### Passage:
::::
Get Whitt it!
If you live among wolves you have to act like a wolf.
11/7/19
Guided Reading check in's
Jessica Travis had this in her kinder newsletter that I thought was also relevant.
1.
Guided Reading should be in full implementation daily now! Using and following the templates (Jan Richardson) is a district expectation. Please DO NOT just rely on the F&P Guided Reading folders. While these are GREAT tools to support your lesson – our guided reading groups are intentional and purposeful lessons for students – the folder doesn’t know our students best – YOU DO!
Just remember – the folder is like your MENU. Take only what you need for your group!
Thanksgiving Lunch Times- please share!
Notes from the Nurse
Type one diabetes is not a lifestyle disease, it is not caused by eating too much sugar, it is not preventable, it is not contagious and it is not something that you can outgrow.
Students living with type one diabetes constantly balance their insulin, activity level and meals to avoid life-threatening hypoglycemia (low blood sugar) or the long-term effects from hyperglycemia (high blood sugar). Their blood sugar levels require constant monitoring either from frequent fingersticks or with a continuous glucose monitor. A change in activity, stress levels, illness, food intake and other factors impact their blood sugar on a daily basis.
Wearing blue on November 14th would encourage our students here at Whitt (and many other Wylie ISD campuses) that have type one diabetes!
PTA news
- Carnival money total emails coming within the week, thank you all for being there and helping!
- if you get magazines, hold onto them and send me a count. OUr recycle vendor is on pause, but we want you to get credit for what is turned in. The contest will be postponed.
- Student membership drive: From Nov 13 through Nov 22, whichever classroom has the most student member join, from each grade level, will receive a Krispy Kreme party. (Whoa.Yum.)
- PTA voted on and will be taking to the general meeting next Thursday three new playground pieces, totaling over $20,000 from our Boosterthon earnings. So impressive
- Reading program: we'll be sharing images soon to help promote/encourage students to be reading and turning in their book bingos for K-4.
::::
### Information supplied:
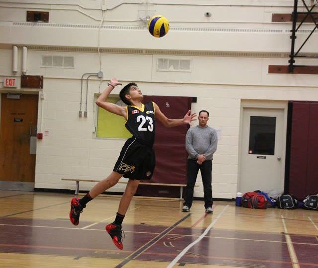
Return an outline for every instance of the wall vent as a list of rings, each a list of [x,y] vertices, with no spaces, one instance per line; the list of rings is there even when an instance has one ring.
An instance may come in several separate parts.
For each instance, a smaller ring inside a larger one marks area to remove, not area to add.
[[[157,70],[190,72],[191,60],[159,58],[157,59]]]
[[[74,67],[74,58],[72,56],[42,56],[42,67],[54,68]]]

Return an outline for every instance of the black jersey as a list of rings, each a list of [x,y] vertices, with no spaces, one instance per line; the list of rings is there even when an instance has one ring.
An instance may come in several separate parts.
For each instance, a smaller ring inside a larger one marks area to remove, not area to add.
[[[127,107],[126,128],[137,138],[137,141],[152,147],[155,140],[155,108],[153,102],[142,104],[141,108]]]

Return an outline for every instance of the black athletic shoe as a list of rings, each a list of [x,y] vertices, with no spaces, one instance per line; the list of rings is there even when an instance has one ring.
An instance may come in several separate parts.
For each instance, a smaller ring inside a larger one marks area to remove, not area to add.
[[[83,209],[86,207],[86,206],[82,207],[79,202],[79,200],[80,199],[77,197],[74,197],[71,200],[71,210],[69,216],[70,221],[74,225],[79,224],[80,213],[83,212]]]
[[[120,225],[117,225],[115,223],[110,223],[106,226],[106,231],[109,234],[113,240],[113,243],[119,249],[124,248],[123,246],[122,238],[125,238],[125,233],[121,229]]]

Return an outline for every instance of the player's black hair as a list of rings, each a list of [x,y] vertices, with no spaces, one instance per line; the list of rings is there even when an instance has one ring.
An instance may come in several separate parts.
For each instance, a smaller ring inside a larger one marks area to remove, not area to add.
[[[201,114],[202,112],[206,113],[208,115],[208,117],[209,117],[209,112],[208,112],[206,110],[201,110],[200,112],[199,112],[199,116],[200,116],[200,114]]]
[[[126,98],[125,96],[129,94],[129,89],[131,86],[138,86],[136,83],[129,83],[126,85],[119,92],[119,97],[123,102],[127,105],[131,105],[130,102]]]

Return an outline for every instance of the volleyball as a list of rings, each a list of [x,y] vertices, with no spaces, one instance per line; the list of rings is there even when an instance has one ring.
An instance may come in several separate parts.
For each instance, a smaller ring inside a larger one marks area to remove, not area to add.
[[[164,36],[170,28],[169,21],[161,15],[156,15],[148,21],[148,31],[155,37]]]

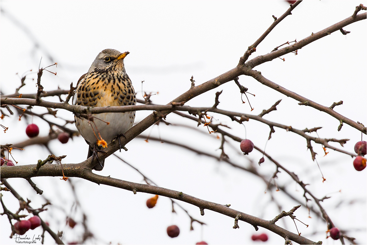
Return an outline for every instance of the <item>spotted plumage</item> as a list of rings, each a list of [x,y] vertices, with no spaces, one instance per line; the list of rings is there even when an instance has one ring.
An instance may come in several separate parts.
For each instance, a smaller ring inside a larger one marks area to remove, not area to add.
[[[114,49],[105,49],[99,53],[88,72],[79,79],[73,104],[88,107],[136,104],[135,91],[124,66],[124,58],[128,53],[121,53]],[[93,122],[74,116],[77,128],[89,145],[88,158],[92,156],[96,143],[101,139],[98,133],[109,144],[114,138],[125,133],[132,126],[135,112],[106,112],[92,116]],[[104,165],[103,161],[94,169],[102,170]]]

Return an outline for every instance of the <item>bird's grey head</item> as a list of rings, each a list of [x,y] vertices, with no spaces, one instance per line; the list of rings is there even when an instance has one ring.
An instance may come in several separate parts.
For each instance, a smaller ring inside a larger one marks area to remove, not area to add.
[[[125,72],[123,60],[128,54],[128,52],[121,53],[115,49],[105,49],[95,57],[88,72],[94,71],[96,68],[103,72],[112,67],[121,69]]]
::::
### Assignment 1:
Please rewrite the newsletter from "- Student membership" to "bingos for K-4.", substituting "pizza" for "Krispy Kreme".
### Assignment 2:
According to the newsletter, what color should be worn on November 14th?

### Written answer 1:
- Student membership drive: From Nov 13 through Nov 22, whichever classroom has the most student member join, from each grade level, will receive a pizza party. (Whoa.Yum.)
- PTA voted on and will be taking to the general meeting next Thursday three new playground pieces, totaling over $20,000 from our Boosterthon earnings. So impressive
- Reading program: we'll be sharing images soon to help promote/encourage students to be reading and turning in their book bingos for K-4.

### Written answer 2:
Blue.